Head to the AP Shop to grab limited-edition vinyl variants of Silverstein’s Discovering the Waterfront, Dead Reflection, This is How the Wind Shifts, and Misery Made Me, as well as Chiodos’ All’s Well That Ends Well.
Post-hardcore is a broad bag. Emerging in the ’80s and taking off in the early 2000s, there’s a wellspring of bands who don the label. From elders like Rites of Spring, who funneled the aggression of hardcore into introspective songs, to bigger names like Thrice, who used their mainstream popularity to keep evolving, the genre is rife with all kinds of different styles and tastes. In more recent years, post-hardcore has even mutated into more unpredictable shapes, with acts like Code Orange, Ithaca, and Static Dress venturing into bolder terrain while maintaining the ethos of the bands who paved the way.

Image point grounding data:

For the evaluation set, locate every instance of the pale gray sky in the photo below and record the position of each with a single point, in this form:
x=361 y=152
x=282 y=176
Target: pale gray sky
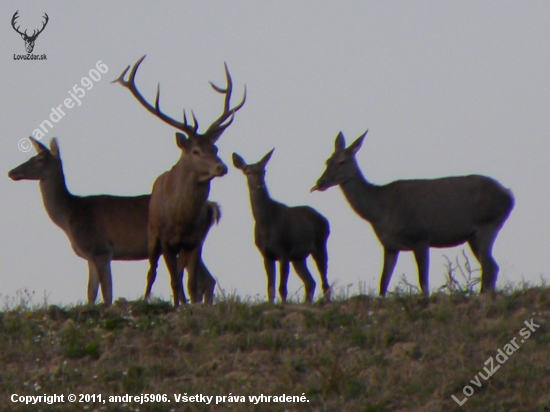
x=446 y=88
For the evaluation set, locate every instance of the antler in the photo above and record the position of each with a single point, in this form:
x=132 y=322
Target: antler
x=130 y=84
x=15 y=16
x=34 y=34
x=214 y=130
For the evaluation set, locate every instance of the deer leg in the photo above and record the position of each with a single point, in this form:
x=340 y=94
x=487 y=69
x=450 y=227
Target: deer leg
x=207 y=283
x=390 y=259
x=193 y=278
x=183 y=261
x=103 y=267
x=321 y=258
x=300 y=266
x=422 y=256
x=93 y=282
x=284 y=269
x=154 y=254
x=482 y=247
x=171 y=260
x=269 y=265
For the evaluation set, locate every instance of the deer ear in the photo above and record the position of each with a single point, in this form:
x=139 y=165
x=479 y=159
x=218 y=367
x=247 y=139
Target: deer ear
x=355 y=146
x=39 y=147
x=181 y=140
x=340 y=142
x=54 y=147
x=266 y=158
x=238 y=161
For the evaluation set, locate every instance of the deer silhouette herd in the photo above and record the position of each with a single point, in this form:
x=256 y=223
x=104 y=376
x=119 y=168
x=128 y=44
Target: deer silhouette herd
x=174 y=220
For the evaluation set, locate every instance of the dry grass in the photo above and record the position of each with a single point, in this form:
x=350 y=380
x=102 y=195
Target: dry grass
x=361 y=353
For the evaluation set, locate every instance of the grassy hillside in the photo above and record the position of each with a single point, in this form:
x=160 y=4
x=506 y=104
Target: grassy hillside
x=362 y=353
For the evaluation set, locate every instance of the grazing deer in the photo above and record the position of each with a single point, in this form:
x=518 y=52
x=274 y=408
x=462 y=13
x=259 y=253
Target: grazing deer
x=418 y=214
x=285 y=234
x=179 y=214
x=100 y=228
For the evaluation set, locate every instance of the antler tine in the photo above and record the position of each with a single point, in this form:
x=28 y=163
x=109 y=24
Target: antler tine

TASK INSTRUCTIONS. List every Silverstein album that the post-hardcore text above offers in limited-edition vinyl.

RESPONSE BELOW.
Discovering the Waterfront
Dead Reflection
This is How the Wind Shifts
Misery Made Me